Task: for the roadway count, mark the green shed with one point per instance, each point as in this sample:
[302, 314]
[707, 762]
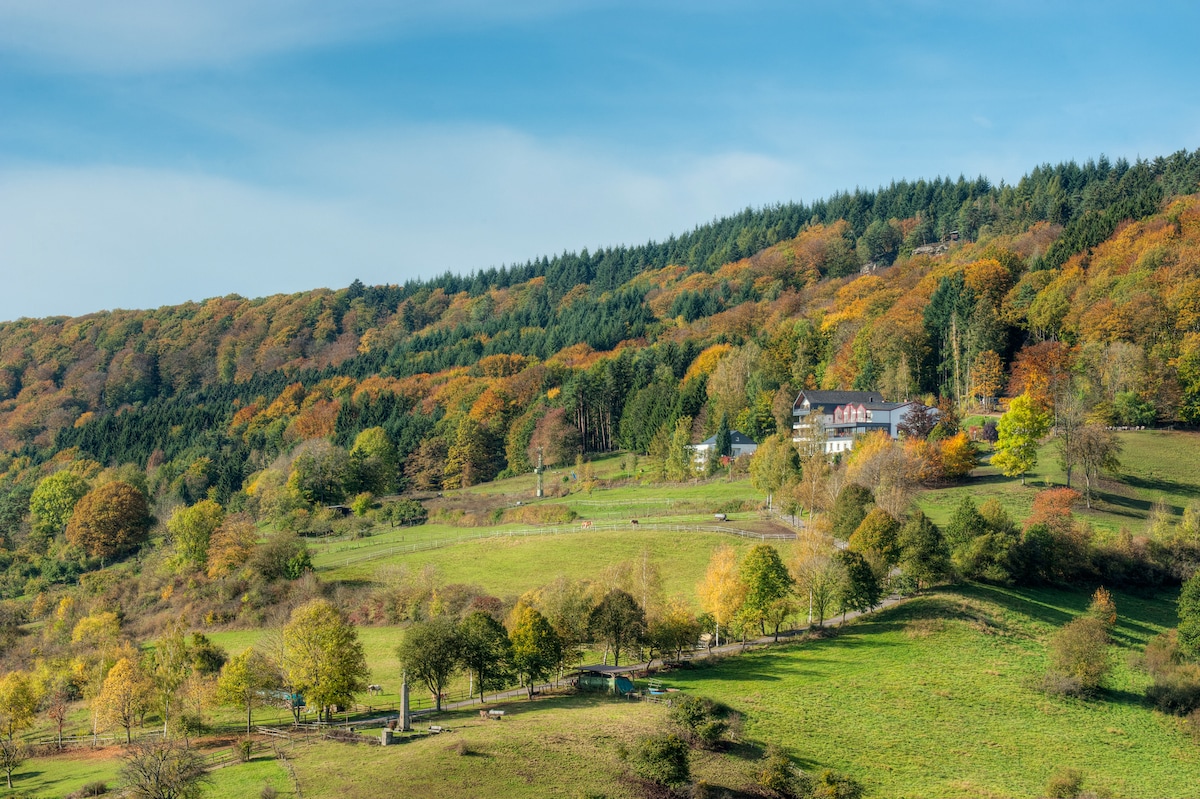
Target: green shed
[597, 680]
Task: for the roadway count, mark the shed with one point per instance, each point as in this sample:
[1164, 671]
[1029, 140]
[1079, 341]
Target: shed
[604, 682]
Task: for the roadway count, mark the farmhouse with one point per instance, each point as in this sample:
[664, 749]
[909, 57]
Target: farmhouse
[837, 418]
[739, 444]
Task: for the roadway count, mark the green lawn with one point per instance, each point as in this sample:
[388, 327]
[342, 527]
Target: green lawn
[1155, 466]
[937, 698]
[550, 748]
[509, 566]
[63, 774]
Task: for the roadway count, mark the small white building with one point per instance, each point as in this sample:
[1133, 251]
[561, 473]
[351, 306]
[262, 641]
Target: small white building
[838, 418]
[739, 444]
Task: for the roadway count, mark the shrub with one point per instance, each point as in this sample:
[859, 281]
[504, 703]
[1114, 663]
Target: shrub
[831, 785]
[244, 748]
[664, 760]
[1080, 649]
[1065, 784]
[1176, 690]
[1162, 654]
[701, 719]
[1103, 607]
[1059, 684]
[778, 774]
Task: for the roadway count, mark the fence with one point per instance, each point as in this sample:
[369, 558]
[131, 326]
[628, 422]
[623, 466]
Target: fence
[384, 551]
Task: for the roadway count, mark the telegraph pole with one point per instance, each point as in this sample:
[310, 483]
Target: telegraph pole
[538, 470]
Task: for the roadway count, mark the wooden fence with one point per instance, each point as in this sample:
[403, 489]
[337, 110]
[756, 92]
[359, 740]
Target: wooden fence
[384, 551]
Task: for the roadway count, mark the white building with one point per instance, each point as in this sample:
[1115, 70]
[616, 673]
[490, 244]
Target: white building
[739, 445]
[839, 416]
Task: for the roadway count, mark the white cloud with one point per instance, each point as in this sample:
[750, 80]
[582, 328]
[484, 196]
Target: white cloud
[139, 35]
[385, 209]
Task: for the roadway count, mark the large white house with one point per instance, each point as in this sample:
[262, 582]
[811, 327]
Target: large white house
[837, 418]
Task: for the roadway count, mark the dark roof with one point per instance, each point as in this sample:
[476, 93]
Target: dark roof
[833, 398]
[741, 439]
[885, 406]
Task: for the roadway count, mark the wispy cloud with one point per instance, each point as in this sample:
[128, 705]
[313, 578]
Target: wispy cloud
[144, 35]
[384, 209]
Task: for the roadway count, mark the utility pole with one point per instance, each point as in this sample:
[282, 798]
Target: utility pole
[540, 494]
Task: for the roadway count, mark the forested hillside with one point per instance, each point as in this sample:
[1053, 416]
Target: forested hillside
[1087, 275]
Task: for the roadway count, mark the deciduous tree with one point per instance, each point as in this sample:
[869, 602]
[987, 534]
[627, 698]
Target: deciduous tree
[124, 695]
[774, 464]
[431, 653]
[246, 682]
[19, 697]
[618, 622]
[923, 552]
[53, 502]
[537, 649]
[861, 590]
[192, 528]
[163, 770]
[109, 521]
[768, 588]
[12, 755]
[323, 656]
[721, 592]
[1019, 431]
[485, 648]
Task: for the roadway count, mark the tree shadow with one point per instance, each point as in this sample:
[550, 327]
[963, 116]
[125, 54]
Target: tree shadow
[1120, 696]
[1121, 505]
[1161, 485]
[1026, 602]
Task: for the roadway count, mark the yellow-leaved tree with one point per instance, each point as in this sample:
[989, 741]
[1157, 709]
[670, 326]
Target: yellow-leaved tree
[721, 592]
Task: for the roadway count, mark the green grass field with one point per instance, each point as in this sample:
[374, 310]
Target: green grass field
[509, 566]
[937, 697]
[550, 748]
[1155, 466]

◆ STATED TASK ◆
Copy out the records above in full, exactly as written, but not the pictures.

◆ RESULT OF THIS TASK ◆
Task: for the roadway count, mark the green shed with one point per instance, each point as in this sample:
[302, 314]
[707, 762]
Target: green shed
[597, 680]
Task: for the roadway count, mark the shed with one point per instance, each point as in this sample:
[1164, 671]
[1029, 140]
[1079, 341]
Target: shed
[604, 682]
Task: for the roadway count, mark the farmhouse with one point per instance, each point as in this sample:
[664, 749]
[909, 57]
Target: farmhouse
[837, 418]
[739, 444]
Task: for the roadway count, mark the green lawn with one point per instance, each point as in this sample:
[388, 327]
[342, 527]
Target: green lawn
[1155, 466]
[937, 698]
[550, 748]
[509, 566]
[63, 774]
Task: for the roadway count, mark the small white building with one point per instance, each point as in this sample:
[1133, 251]
[561, 473]
[351, 306]
[262, 641]
Target: small white building
[838, 418]
[739, 444]
Task: for the roadway count, mark the shrub with one point per instance, each point as in this sample:
[859, 281]
[504, 703]
[1114, 663]
Target: shrub
[831, 785]
[244, 748]
[664, 760]
[1080, 649]
[1065, 784]
[1176, 690]
[1162, 654]
[701, 719]
[1103, 607]
[1059, 684]
[778, 774]
Task: for the roadway count, mark the fence with one point per instance, each point as in this sample:
[369, 558]
[131, 326]
[628, 422]
[623, 466]
Target: fence
[384, 551]
Task: for the roadway count, mark the telegraph pole with one point per instance, each point as in this sample:
[310, 483]
Target: telegraph pole
[538, 470]
Task: for the roadway count, mark the wooden fence with one point per instance, each point as in this sample:
[403, 489]
[337, 110]
[756, 92]
[359, 740]
Target: wooden fence
[384, 551]
Task: for the roadway count, mark the white building with one point per instance, each point as in this sample:
[1115, 70]
[616, 673]
[490, 244]
Target: white building
[739, 445]
[839, 416]
Task: for the roadway count, mark the white cloud with one point per instance, each point as in this sample:
[750, 80]
[582, 328]
[484, 196]
Target: white cloud
[139, 35]
[385, 209]
Task: for the roadway count, mark the large white house with one point per instance, each point as in this sample:
[262, 582]
[811, 327]
Target: large white house
[837, 418]
Task: for the roadway count, mark the dark roof with one point per instance, each point as in this sample:
[476, 93]
Target: dark roof
[833, 398]
[741, 439]
[885, 406]
Task: for the roadway count, mark the wispy cloud with one point per instance, each point as in this sample:
[128, 705]
[313, 578]
Target: wispy cloud
[144, 35]
[384, 209]
Task: for the roadway count, mark the utility pole with one point per instance, each point as in this sample:
[282, 798]
Target: utility pole
[540, 494]
Task: for the roadway count, mark the forested hillside with one point per instance, each point as in this sample:
[1053, 416]
Target: forested hillside
[1087, 275]
Task: for the roadway count, mark the deciduous tree with one point per instance, each point as in this sample:
[869, 602]
[987, 534]
[627, 698]
Target: deciduous tree
[124, 695]
[774, 464]
[431, 653]
[246, 682]
[19, 697]
[618, 622]
[923, 552]
[53, 502]
[537, 649]
[861, 590]
[192, 528]
[163, 770]
[109, 521]
[768, 588]
[12, 755]
[323, 656]
[721, 592]
[1019, 431]
[485, 648]
Task: for the roadway count, mark the tree shadow with one point per instance, each point as in this sample:
[550, 327]
[963, 116]
[125, 54]
Target: tree shadow
[1120, 696]
[1121, 505]
[1161, 485]
[1026, 602]
Task: for the roadway count, mark the yellow-leaved tree with one point per instance, each point as in this sample:
[989, 741]
[1157, 709]
[670, 326]
Target: yellow-leaved tree
[721, 592]
Task: for the roadway count, mark the green grass field with one point per instance, each point as in this sample:
[374, 310]
Target: green grass field
[509, 566]
[937, 697]
[550, 748]
[1155, 466]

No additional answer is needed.